* Aim of the exercise *
The lines to reproduce run from the one containing "lawn. Do not add anything beyond the points." to the end of the listing. Reproduce them exactly, both ends included, and nothing else.

───── Listed entries

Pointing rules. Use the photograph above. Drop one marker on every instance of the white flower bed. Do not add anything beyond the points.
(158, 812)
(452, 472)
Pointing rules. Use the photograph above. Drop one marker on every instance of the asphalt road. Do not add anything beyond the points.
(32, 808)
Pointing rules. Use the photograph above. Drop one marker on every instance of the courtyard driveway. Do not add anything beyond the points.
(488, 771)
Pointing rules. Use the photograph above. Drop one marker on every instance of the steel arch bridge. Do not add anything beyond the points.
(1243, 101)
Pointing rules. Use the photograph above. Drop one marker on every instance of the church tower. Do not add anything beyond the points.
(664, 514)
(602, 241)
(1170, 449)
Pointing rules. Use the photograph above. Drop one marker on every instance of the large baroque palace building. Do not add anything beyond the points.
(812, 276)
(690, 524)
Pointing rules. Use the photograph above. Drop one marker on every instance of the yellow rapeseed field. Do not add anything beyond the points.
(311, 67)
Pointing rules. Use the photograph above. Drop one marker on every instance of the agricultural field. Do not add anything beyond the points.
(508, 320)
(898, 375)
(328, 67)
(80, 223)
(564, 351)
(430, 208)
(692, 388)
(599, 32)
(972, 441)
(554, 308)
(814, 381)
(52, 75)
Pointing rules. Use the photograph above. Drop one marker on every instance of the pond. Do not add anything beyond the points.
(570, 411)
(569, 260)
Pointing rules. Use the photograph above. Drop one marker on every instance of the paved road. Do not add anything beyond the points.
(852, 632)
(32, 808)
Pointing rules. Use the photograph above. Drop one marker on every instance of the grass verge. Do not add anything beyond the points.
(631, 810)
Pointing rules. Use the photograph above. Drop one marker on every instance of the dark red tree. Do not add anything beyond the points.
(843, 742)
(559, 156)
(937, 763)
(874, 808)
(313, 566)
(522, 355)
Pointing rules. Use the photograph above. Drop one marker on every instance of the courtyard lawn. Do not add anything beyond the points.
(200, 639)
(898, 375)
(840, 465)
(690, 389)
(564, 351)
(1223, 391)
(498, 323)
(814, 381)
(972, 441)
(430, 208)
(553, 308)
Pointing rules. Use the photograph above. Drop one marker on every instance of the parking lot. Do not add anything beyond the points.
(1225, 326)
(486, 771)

──────────

* Expected answer *
Pointing rules. Use the photograph above. Drop one marker on every instance of the courtyard lawn. Do not add anything beyond the points.
(200, 639)
(898, 375)
(840, 465)
(690, 389)
(564, 351)
(1223, 391)
(498, 323)
(814, 381)
(972, 441)
(430, 208)
(553, 308)
Pointing rules. Use the photograph above. Drop one marker on every instance of the parking lot. Do not add anything beyond the points.
(1225, 326)
(486, 771)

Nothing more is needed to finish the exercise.